• THE REQUEST:
Switch every "location" in the records below to "point" and write out the records again, leaving everything else as it is.

Stored data:
* start *

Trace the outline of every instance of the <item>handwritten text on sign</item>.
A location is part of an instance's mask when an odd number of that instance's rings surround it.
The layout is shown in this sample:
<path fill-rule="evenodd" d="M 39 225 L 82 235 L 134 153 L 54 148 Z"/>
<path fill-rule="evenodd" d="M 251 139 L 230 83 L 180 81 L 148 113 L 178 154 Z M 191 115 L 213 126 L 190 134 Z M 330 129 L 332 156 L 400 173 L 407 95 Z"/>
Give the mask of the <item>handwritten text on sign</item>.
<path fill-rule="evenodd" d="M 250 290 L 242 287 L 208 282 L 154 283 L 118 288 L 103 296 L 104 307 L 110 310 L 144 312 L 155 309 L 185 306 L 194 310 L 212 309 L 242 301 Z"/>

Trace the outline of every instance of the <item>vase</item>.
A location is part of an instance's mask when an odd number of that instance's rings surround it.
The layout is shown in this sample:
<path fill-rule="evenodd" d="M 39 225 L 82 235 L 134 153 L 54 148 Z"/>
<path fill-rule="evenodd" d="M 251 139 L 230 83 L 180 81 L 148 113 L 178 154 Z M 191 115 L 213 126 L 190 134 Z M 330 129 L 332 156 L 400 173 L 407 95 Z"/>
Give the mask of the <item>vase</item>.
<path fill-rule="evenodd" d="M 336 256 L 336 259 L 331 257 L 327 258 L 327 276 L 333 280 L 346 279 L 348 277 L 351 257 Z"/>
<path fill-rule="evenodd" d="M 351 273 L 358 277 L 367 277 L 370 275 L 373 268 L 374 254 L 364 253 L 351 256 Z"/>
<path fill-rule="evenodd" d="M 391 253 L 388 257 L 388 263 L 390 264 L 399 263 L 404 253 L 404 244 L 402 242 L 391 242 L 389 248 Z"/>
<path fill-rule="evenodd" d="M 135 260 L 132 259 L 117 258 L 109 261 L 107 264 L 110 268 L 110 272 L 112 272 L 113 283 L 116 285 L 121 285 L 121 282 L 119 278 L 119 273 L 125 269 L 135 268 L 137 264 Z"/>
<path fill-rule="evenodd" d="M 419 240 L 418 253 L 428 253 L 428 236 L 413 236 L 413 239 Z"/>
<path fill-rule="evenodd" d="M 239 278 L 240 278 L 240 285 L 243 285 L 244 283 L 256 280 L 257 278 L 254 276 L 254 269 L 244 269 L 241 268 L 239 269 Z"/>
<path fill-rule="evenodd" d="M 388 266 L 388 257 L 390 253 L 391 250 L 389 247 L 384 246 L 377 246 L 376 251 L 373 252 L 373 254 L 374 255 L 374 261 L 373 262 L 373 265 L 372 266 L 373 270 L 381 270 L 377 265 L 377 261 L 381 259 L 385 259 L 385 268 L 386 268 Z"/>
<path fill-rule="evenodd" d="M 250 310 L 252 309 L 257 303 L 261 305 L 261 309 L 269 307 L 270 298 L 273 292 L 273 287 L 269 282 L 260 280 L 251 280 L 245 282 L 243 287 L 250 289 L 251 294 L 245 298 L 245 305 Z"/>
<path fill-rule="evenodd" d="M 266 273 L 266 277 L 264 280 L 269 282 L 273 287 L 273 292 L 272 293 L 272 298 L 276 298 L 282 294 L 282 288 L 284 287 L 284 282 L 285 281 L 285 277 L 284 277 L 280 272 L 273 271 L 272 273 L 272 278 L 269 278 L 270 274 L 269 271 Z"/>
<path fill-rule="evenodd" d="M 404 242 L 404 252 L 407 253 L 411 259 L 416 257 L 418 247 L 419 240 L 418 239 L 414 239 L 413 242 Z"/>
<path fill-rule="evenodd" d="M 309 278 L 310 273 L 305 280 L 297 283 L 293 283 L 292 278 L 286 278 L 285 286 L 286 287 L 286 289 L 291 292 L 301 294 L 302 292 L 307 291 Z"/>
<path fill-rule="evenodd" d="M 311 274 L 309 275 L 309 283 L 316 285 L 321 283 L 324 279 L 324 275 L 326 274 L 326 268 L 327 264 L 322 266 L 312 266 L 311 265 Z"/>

* end *

• FINISHED TASK:
Trace the outline of every instance of the <item>handwritten text on sign</item>.
A point is part of an instance's mask when an odd number of that instance's rings surround it.
The layout is shown in this sample:
<path fill-rule="evenodd" d="M 39 225 L 82 235 L 134 153 L 54 148 Z"/>
<path fill-rule="evenodd" d="M 251 139 L 230 83 L 180 81 L 148 113 L 178 154 Z M 191 115 L 213 126 L 190 134 Z M 330 129 L 332 156 L 400 173 L 407 95 Z"/>
Give the mask of the <item>handwritten text on sign</item>.
<path fill-rule="evenodd" d="M 250 290 L 242 287 L 208 282 L 154 283 L 118 288 L 103 296 L 104 307 L 110 310 L 144 312 L 155 309 L 185 306 L 194 310 L 212 309 L 242 301 Z"/>

Trace the outline of every instance of the <item>vase</item>.
A point is part of an instance's mask when an odd number of that instance's rings surround it.
The layout is shown in this sample:
<path fill-rule="evenodd" d="M 39 225 L 82 235 L 134 153 L 54 148 Z"/>
<path fill-rule="evenodd" d="M 251 139 L 230 83 L 180 81 L 148 113 L 178 154 Z M 191 115 L 213 126 L 190 134 Z M 330 129 L 332 156 L 400 173 L 407 95 Z"/>
Give the mask of the <item>vase</item>.
<path fill-rule="evenodd" d="M 336 256 L 336 259 L 331 257 L 327 258 L 327 276 L 333 280 L 346 279 L 348 277 L 351 257 Z"/>
<path fill-rule="evenodd" d="M 351 273 L 358 277 L 367 277 L 370 275 L 373 268 L 374 254 L 364 253 L 351 256 Z"/>
<path fill-rule="evenodd" d="M 391 253 L 388 257 L 388 263 L 390 264 L 399 263 L 404 253 L 404 244 L 402 242 L 391 242 L 389 248 Z"/>
<path fill-rule="evenodd" d="M 135 260 L 132 259 L 117 258 L 109 261 L 107 264 L 110 268 L 110 272 L 112 272 L 113 283 L 116 285 L 121 285 L 121 282 L 119 278 L 119 273 L 125 269 L 135 268 L 137 264 Z"/>
<path fill-rule="evenodd" d="M 419 240 L 418 253 L 428 253 L 428 236 L 413 236 L 413 239 Z"/>
<path fill-rule="evenodd" d="M 239 278 L 240 278 L 240 285 L 243 285 L 244 283 L 256 280 L 257 278 L 254 276 L 254 269 L 244 269 L 241 268 L 239 269 Z"/>
<path fill-rule="evenodd" d="M 388 266 L 388 257 L 390 253 L 391 250 L 389 247 L 384 246 L 377 246 L 376 251 L 373 252 L 373 254 L 374 255 L 374 261 L 373 262 L 373 265 L 372 266 L 373 270 L 381 270 L 377 265 L 377 261 L 381 259 L 385 259 L 385 268 L 386 268 Z"/>
<path fill-rule="evenodd" d="M 250 310 L 252 309 L 257 303 L 261 305 L 261 309 L 269 307 L 270 298 L 273 292 L 273 287 L 269 282 L 260 280 L 251 280 L 245 282 L 243 287 L 250 289 L 251 294 L 245 298 L 245 305 Z"/>
<path fill-rule="evenodd" d="M 266 273 L 266 277 L 264 280 L 269 282 L 273 287 L 273 292 L 272 293 L 272 298 L 276 298 L 282 294 L 282 288 L 284 287 L 284 282 L 285 281 L 285 277 L 284 277 L 280 272 L 273 271 L 272 273 L 272 278 L 269 278 L 270 274 L 269 271 Z"/>
<path fill-rule="evenodd" d="M 404 242 L 404 252 L 407 253 L 411 259 L 416 257 L 418 247 L 419 240 L 418 239 L 414 239 L 413 242 Z"/>
<path fill-rule="evenodd" d="M 309 278 L 310 273 L 305 280 L 297 283 L 293 283 L 292 278 L 286 278 L 285 286 L 286 287 L 286 289 L 291 292 L 301 294 L 302 292 L 307 291 Z"/>
<path fill-rule="evenodd" d="M 311 274 L 309 275 L 309 283 L 316 285 L 321 283 L 324 279 L 324 275 L 326 274 L 326 268 L 327 264 L 322 266 L 312 266 L 311 265 Z"/>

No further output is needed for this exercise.